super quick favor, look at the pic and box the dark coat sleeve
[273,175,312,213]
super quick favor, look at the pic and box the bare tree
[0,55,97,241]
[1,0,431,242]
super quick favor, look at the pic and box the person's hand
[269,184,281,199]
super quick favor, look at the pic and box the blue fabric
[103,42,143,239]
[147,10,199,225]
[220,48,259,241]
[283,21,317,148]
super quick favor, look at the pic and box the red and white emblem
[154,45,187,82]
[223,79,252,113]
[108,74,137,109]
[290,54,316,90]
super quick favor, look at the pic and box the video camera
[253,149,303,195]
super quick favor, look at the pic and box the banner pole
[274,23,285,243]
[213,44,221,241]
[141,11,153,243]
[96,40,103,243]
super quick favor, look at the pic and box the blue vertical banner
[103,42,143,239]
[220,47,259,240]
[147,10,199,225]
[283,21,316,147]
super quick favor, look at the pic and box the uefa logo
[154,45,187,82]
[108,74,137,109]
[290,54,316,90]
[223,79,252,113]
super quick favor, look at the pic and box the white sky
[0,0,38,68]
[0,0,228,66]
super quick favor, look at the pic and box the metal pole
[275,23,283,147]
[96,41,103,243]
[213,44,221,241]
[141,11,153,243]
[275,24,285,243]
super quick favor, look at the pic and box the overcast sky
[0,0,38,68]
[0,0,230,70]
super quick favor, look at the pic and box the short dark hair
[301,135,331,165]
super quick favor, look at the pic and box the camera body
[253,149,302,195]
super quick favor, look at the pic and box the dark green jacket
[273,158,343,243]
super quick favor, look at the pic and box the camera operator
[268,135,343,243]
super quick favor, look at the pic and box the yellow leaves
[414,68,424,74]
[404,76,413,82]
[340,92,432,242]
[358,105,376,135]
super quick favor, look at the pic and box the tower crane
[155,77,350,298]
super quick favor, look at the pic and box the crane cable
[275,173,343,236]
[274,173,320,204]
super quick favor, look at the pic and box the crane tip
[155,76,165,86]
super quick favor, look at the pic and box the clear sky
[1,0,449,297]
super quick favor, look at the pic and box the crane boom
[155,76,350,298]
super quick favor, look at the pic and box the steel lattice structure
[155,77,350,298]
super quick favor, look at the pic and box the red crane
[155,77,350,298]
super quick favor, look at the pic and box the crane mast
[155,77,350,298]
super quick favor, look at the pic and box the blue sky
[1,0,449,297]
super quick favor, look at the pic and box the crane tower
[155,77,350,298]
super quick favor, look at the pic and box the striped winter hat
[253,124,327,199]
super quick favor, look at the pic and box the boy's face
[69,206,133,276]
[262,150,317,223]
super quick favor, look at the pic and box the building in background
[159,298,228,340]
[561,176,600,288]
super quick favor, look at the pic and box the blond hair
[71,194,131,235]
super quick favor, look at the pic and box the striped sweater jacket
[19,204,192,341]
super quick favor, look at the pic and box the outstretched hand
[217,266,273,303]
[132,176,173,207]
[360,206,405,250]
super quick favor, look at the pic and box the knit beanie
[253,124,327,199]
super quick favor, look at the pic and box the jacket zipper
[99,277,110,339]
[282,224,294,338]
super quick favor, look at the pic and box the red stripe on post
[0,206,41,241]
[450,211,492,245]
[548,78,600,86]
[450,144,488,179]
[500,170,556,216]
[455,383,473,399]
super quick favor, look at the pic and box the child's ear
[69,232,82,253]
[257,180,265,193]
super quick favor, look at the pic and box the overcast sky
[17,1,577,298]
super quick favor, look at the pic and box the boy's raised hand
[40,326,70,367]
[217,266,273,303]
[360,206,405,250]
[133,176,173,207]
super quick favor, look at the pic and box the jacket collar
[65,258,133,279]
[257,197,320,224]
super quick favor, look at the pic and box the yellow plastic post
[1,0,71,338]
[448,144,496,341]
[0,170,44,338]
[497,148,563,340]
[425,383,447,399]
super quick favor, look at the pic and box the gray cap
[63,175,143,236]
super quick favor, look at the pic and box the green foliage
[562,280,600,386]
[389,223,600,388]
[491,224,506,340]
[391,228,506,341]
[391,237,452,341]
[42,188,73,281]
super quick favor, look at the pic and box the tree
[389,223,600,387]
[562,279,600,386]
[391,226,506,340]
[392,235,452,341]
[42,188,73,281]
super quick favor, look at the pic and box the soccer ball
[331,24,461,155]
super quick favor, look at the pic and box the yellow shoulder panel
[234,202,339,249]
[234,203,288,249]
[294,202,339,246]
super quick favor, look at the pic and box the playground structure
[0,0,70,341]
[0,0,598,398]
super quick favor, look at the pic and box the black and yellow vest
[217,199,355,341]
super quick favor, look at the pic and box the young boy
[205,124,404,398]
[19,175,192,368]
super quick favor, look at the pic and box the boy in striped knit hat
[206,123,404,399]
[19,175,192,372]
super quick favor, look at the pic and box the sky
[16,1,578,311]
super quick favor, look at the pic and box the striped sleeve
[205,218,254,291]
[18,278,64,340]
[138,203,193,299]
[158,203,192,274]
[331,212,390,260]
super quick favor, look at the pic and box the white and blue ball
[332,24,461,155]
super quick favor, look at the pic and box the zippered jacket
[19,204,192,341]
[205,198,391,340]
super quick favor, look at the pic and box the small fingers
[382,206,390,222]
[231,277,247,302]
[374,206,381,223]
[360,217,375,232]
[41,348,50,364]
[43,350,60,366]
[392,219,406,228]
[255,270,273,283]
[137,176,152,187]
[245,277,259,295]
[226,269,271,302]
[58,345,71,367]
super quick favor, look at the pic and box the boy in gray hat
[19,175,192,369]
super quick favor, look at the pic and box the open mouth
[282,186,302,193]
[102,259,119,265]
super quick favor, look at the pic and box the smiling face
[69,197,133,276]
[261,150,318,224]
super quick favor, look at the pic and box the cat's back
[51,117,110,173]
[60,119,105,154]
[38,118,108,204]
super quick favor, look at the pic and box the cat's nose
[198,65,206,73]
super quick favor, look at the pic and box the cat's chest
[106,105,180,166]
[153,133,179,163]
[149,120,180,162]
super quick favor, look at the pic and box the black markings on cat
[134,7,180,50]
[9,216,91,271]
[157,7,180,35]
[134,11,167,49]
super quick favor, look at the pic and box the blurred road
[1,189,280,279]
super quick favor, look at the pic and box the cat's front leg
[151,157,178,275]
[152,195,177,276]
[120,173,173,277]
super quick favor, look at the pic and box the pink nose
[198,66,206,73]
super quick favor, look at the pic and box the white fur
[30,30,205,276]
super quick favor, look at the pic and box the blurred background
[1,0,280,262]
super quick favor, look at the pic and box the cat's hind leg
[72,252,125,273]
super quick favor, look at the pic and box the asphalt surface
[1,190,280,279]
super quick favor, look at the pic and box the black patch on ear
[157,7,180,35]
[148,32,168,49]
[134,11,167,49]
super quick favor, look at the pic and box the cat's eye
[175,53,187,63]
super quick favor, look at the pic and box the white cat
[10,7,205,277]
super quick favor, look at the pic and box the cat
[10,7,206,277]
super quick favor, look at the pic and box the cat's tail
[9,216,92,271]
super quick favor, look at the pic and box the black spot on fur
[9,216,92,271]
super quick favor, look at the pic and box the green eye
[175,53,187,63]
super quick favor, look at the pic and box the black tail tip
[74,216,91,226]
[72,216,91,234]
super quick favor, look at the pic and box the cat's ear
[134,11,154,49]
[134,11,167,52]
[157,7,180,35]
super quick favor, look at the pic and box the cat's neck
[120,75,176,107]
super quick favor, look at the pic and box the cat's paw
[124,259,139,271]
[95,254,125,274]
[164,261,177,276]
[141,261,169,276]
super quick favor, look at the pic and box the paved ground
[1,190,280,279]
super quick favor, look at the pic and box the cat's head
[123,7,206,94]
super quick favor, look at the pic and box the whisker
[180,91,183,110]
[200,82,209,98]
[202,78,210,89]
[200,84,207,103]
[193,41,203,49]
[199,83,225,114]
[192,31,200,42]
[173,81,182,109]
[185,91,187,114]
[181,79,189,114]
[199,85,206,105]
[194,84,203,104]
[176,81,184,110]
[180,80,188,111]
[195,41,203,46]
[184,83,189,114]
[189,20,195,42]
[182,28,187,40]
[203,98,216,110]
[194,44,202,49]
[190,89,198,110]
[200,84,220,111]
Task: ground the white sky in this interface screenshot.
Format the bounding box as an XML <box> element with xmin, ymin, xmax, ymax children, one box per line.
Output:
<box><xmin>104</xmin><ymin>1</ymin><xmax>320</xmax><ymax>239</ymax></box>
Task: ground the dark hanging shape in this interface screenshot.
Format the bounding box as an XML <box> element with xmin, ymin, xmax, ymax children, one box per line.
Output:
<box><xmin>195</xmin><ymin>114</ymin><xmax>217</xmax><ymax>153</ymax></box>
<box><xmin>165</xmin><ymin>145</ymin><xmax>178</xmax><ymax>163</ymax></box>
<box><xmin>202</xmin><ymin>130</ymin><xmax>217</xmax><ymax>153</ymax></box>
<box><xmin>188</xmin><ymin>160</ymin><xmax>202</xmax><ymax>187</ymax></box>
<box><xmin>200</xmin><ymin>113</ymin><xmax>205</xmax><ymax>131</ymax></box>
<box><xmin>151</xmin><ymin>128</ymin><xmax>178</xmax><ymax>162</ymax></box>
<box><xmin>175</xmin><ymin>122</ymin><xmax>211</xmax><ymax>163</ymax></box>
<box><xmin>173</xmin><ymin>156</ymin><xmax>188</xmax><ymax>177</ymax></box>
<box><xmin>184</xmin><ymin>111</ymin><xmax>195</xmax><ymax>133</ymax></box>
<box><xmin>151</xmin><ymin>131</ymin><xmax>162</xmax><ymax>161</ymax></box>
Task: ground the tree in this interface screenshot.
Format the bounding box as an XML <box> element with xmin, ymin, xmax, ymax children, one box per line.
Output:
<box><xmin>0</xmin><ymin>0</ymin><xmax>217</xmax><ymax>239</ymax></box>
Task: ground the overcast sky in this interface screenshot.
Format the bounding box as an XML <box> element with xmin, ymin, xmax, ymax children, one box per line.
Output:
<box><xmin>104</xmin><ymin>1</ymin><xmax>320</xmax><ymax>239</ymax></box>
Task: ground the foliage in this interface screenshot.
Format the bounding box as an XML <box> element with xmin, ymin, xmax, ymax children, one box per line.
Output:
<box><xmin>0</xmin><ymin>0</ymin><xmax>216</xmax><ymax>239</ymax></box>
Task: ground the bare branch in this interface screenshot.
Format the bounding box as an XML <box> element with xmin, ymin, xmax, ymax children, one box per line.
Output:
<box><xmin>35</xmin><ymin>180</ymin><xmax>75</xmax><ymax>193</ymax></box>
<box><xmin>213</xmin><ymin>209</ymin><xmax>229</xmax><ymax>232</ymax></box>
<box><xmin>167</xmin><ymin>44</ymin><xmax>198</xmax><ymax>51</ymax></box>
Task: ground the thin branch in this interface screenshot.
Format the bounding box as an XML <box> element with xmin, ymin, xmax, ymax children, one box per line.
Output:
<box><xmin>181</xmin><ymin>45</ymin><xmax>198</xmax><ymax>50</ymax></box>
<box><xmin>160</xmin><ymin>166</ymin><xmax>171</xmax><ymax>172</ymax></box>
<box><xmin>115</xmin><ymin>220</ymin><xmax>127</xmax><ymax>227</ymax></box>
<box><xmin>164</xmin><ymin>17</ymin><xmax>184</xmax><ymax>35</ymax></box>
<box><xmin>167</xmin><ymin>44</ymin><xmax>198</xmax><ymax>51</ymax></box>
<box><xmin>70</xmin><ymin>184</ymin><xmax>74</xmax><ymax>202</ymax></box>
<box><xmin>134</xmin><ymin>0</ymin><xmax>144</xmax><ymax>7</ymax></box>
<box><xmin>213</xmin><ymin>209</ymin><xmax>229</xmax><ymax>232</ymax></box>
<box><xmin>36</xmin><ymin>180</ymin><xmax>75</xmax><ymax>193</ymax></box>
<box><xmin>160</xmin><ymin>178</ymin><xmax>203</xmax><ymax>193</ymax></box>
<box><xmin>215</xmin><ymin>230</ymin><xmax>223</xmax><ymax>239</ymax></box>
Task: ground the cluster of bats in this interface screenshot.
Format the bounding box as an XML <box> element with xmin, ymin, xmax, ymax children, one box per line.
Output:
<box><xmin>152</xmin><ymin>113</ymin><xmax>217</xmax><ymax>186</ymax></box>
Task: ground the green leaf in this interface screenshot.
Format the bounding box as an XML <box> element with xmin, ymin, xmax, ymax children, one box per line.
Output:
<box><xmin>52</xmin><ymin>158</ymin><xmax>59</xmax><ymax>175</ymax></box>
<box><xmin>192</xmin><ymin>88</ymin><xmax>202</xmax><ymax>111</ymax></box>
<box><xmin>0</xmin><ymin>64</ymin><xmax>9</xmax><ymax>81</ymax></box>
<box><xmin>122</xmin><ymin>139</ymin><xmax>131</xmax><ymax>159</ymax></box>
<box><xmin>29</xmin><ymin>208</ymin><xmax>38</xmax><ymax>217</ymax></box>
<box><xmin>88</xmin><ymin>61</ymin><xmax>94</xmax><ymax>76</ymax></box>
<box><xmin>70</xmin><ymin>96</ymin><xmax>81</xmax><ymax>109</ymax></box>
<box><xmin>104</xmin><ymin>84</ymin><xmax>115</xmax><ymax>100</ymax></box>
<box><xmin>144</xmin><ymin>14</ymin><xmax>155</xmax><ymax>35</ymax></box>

(Exercise instructions):
Go through the entries. Report every line that contains the word "branch".

(Response):
Task: ground the bare branch in this interface screenshot.
Task: ground the thin branch in this interface screenshot.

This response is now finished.